===== Material for the task

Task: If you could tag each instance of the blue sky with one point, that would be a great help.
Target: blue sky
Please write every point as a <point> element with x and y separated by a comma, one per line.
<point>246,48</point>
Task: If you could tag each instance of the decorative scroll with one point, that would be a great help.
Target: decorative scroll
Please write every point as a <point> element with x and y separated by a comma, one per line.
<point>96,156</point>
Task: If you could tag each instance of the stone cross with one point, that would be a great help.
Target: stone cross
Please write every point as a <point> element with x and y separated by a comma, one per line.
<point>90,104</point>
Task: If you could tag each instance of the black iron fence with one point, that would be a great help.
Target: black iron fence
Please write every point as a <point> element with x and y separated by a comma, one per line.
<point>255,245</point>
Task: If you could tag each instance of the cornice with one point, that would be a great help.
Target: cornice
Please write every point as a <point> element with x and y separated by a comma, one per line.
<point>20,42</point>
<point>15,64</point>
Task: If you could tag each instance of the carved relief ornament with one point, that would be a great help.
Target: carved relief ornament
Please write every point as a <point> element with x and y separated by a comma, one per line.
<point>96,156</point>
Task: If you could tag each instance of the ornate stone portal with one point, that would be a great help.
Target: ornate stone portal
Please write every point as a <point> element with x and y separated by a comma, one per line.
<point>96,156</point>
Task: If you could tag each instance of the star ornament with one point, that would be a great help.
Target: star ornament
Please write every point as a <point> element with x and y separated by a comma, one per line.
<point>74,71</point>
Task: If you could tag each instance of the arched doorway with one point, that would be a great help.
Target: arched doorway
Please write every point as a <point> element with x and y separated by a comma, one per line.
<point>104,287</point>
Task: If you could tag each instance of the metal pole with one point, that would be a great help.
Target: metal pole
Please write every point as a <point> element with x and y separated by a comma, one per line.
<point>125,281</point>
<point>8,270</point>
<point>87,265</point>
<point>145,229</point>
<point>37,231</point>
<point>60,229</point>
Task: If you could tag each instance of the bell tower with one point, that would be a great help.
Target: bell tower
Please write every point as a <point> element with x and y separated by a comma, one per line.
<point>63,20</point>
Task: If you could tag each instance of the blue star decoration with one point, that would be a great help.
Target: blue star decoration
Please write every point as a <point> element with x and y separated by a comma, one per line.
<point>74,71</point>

==========
===== Material for the task

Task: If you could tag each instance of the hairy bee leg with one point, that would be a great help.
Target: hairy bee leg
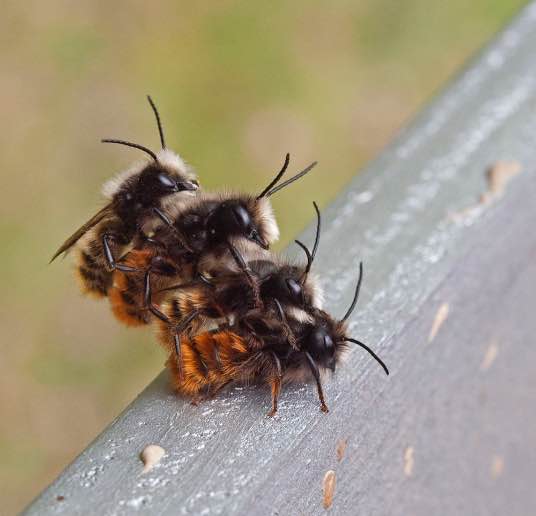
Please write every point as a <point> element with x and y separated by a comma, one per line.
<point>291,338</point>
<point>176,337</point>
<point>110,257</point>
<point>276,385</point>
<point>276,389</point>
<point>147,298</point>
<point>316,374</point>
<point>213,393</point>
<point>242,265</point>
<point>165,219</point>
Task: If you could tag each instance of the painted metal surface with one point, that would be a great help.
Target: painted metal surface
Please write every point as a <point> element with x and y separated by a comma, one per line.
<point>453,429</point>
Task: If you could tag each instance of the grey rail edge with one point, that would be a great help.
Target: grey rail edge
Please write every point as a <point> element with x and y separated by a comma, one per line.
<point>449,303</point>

==========
===== Material for the task

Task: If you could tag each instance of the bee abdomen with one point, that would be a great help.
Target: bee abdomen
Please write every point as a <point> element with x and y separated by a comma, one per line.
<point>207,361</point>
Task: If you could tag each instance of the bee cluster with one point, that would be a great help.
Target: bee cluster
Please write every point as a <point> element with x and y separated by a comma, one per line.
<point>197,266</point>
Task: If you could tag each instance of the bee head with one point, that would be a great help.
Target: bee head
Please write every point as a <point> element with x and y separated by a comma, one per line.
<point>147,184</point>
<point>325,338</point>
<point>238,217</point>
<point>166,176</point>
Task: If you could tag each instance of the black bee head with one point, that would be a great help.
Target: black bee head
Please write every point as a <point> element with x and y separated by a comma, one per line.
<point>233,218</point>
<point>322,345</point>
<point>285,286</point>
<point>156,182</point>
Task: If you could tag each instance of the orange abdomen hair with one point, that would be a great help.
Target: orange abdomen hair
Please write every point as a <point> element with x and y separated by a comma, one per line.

==========

■ **Work to do**: Pull out each line in the rows above that contains the word "relief". Case counts, so a line matches only if the letters have the same case.

■ **Solution**:
Task: If you could tag each instance of the carved relief ornament with one point, that would be a great help.
Target: carved relief ornament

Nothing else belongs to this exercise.